The decision

Upper Tribunal
(Immigration and Asylum Chamber) Appeal Number: OA/03795/2015
& OA/03796/2015


Heard at Field House
Decision & Reasons Promulgated
On 27 September 2017
On 5 October 2017




mRs Husna ara begum
Master MD REJAUL islam
(anonymity direction NOT MADE)





For the Appellant: Mr S Karim, Counsel.
For the Respondent: Mr C Bramble, Home Office Presenting Officer.


1. The first Appellant is a Bangladeshi woman who applied for entry clearance to the United Kingdom to settle with her husband, Mohammed Islam, whom she had married on 24 June 1992 and with whom she had four children aged at that time 21, 20, 18 and 15. The application was made together with that of a younger child born on 9 September 1999. The Respondent refused their applications because allegedly false bank statements had been submitted with the previous application and the Sponsor had claimed a suspiciously large pay rise in order to reach the financial requirements. There were no exceptional circumstances.
2. The Appellants appealed and following a hearing, and in a decision promulgated on 6 January 2017, Judge of the First-tier Tribunal M R Oliver dismissed the appeals under both the Immigration Rules and on human rights grounds.
3. The Appellants sought permission to appeal which was considered by Judge of the First-tier Tribunal Lambert who, in a decision dated 25 July 2017 granted it. The Judge's reasons for so doing are:-
"1. The Appellants seek permission to appeal, in time, against a decision of the First-tier Tribunal (Judge Oliver) who, in a decision promulgated on 6/1/17 dismissed the Appellant's (sic) appeal against the Secretary of State decision to refuse entry clearance as a spouse and dependant.

== Provided data ==
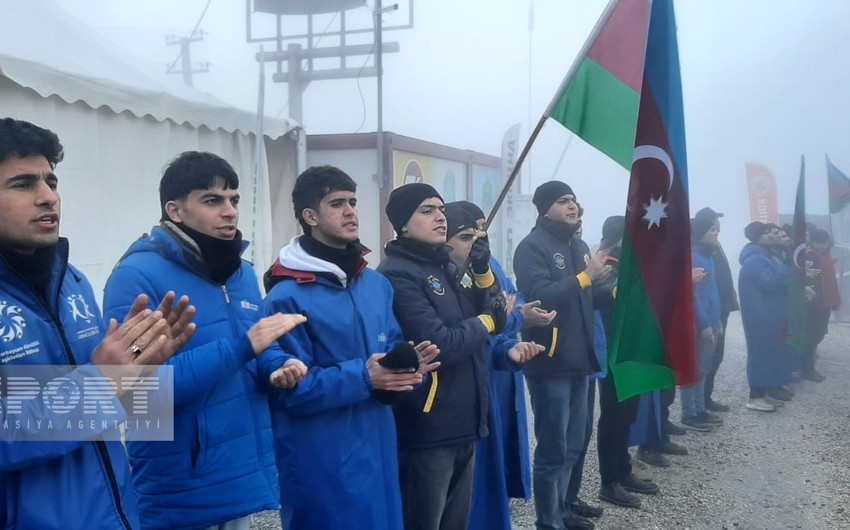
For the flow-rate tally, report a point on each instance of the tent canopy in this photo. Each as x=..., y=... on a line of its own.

== Exercise goal ==
Write the next part of the tribunal decision on the entry clearance appeals, starting after its last sentence.

== Answer to the problem ==
2. The judge appears at paragraph 9 to have found the particular allegation of false documents relied on in the refusal (for a 2011 application) not to have been made out, but went on to find that the Appellants had made false representations in a 2007 application. He concluded they did not meet the suitability requirements of Appendix FM.
3. The grounds argue that the suitability requirements had not been put in issue by the respondent; however the judge at paragraph 13 pointed to the fact that 'the facts [relating to suitability] were all disclosed in the documents provided by the respondent and in the knowledge of the sponsor and the Appellants who were required to meet the requirements of all the rules.' This analysis by the judge contains no arguable error of law. The refusal had raised an issue of false documents that in principle could have brought into play suitability under paragraph S-EC 2.2.
4. The remaining grounds however may be arguable in that the wording of paragraph S-EC 2.2 refers in terms to false information?submitted in relation to the application; the application about which the judge made findings of false information was not the current application, but the one made in 2007.
5. There is therefore an arguable error of law disclosed by the application."
4. Thus, the appeal came before me today.
5. At the outset Mr Bramble conceded that ground 2 in relation to the proper construction of the Immigration Rules was made out and that the appeal should be remitted to the First-tier Tribunal for a de novo hearing. Mr Karim, given the concession, submitted likewise. It is an analysis that I share.
6. The making of the decision of the First-tier Tribunal involved the making of an error on a point of law. The decision is set aside. The appeal is remitted to the First-tier Tribunal to be dealt with afresh pursuant to Section 12(2)(b)(i) of the Tribunals, Courts and Enforcement Act 2007 and Practice 7.(b), before any Judge aside from Judge M R Oliver.

No anonymity direction is made.

Signed Date 4 October 2017.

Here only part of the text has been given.